--- INSTRUCTIONS TO FOLLOW ---
Restate each of the lines below word for word and drop every picture.
(Beginning of PROVIDED INFORMATION)
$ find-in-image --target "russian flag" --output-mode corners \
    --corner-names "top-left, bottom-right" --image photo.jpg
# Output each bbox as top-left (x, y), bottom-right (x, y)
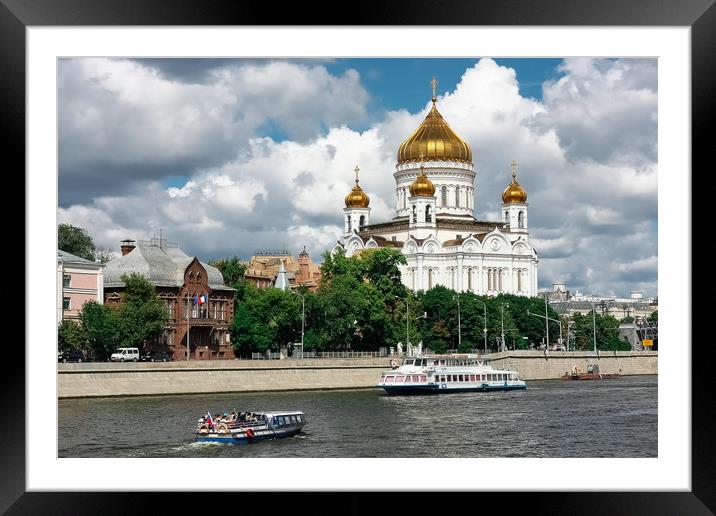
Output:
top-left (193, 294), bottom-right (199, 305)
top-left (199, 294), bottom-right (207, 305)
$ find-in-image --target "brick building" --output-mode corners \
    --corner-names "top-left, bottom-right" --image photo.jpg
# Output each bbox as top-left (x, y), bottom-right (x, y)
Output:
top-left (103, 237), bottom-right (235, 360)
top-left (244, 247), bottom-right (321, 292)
(End of PROVIDED INFORMATION)
--- RESULT OF THIS EXERCISE ---
$ find-in-image --target "russian flag" --output-mode corners \
    --corner-names "top-left, bottom-right" --image photo.jpg
# Output each bbox as top-left (x, y), bottom-right (x, y)
Output:
top-left (193, 294), bottom-right (199, 305)
top-left (199, 294), bottom-right (207, 305)
$ find-in-image --target "brick building" --output-mode corners \
    --corner-names "top-left, bottom-right" --image photo.jpg
# Output each bbox as top-left (x, y), bottom-right (x, y)
Output:
top-left (103, 237), bottom-right (235, 360)
top-left (244, 247), bottom-right (321, 292)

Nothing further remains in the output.